Entries from an annotation dataset
--------------------
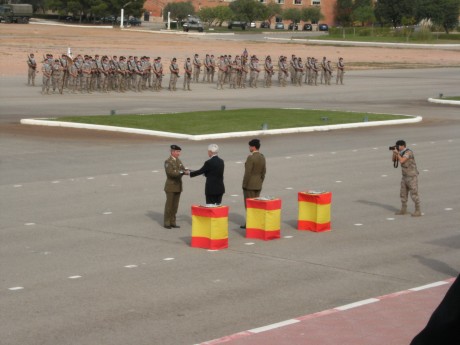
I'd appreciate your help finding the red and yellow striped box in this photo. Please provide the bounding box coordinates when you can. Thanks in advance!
[297,192,332,232]
[191,205,228,249]
[246,198,281,241]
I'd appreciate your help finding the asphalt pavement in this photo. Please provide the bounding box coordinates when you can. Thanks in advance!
[0,68,460,345]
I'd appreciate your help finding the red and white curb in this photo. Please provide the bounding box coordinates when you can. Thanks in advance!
[196,278,455,345]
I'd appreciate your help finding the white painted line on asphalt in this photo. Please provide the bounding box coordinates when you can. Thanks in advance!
[249,319,300,333]
[409,281,449,291]
[334,298,380,311]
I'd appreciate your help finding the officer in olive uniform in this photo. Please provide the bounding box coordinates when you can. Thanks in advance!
[163,145,190,229]
[240,139,266,229]
[393,140,422,217]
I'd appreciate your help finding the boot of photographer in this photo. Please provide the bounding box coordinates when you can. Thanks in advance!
[390,140,422,217]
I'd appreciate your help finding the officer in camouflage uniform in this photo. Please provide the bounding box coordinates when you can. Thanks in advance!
[27,54,37,86]
[393,140,422,217]
[163,145,190,229]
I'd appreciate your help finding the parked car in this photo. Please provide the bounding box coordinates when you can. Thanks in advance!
[288,23,299,30]
[227,20,248,30]
[302,23,313,31]
[128,18,142,26]
[182,20,204,32]
[260,22,270,29]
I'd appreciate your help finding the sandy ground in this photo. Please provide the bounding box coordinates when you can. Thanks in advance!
[0,24,460,76]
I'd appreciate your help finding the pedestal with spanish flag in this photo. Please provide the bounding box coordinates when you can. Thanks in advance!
[246,198,281,241]
[191,205,228,249]
[297,191,332,232]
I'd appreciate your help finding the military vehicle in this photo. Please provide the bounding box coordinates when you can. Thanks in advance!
[0,4,33,24]
[182,15,204,32]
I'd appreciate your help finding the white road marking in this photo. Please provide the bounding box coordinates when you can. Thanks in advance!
[409,281,449,291]
[249,319,300,333]
[334,298,380,311]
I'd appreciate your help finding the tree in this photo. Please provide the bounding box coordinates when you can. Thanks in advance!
[229,0,265,22]
[334,0,353,26]
[375,0,415,27]
[415,0,460,33]
[163,1,195,23]
[302,6,324,24]
[283,8,302,23]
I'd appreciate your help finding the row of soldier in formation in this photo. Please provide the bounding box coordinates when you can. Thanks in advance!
[27,50,345,94]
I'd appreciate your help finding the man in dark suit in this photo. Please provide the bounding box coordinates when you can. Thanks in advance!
[190,144,225,205]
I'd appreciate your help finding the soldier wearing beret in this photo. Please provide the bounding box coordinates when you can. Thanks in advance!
[163,145,190,229]
[240,139,266,229]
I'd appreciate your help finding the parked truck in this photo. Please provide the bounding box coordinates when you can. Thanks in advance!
[0,4,33,24]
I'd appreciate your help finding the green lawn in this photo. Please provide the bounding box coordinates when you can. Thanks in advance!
[54,109,407,135]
--------------------
**WHAT THE EXERCISE ASKS:** Output the entries from the start through the line containing "[0,68,460,345]" as a two-column CSV with the headers text and boxes. Give one row for each line of wording, with that wording and all the coordinates after it each in a single quoted field, line breaks turned into spaces and the pictures left out.

**REPLY TO THE EXERCISE:**
text,boxes
"I'd appreciate your help finding the red and yellow striped box in this photo. Please provide the bounding box coordinates when you can. Thanks in advance!","[297,192,332,232] [191,205,228,249] [246,198,281,241]"
"I'd appreciate your help finding the asphalt pavement in this photo. Please provide the bounding box coordinates when you can. Thanks in advance!","[0,68,460,345]"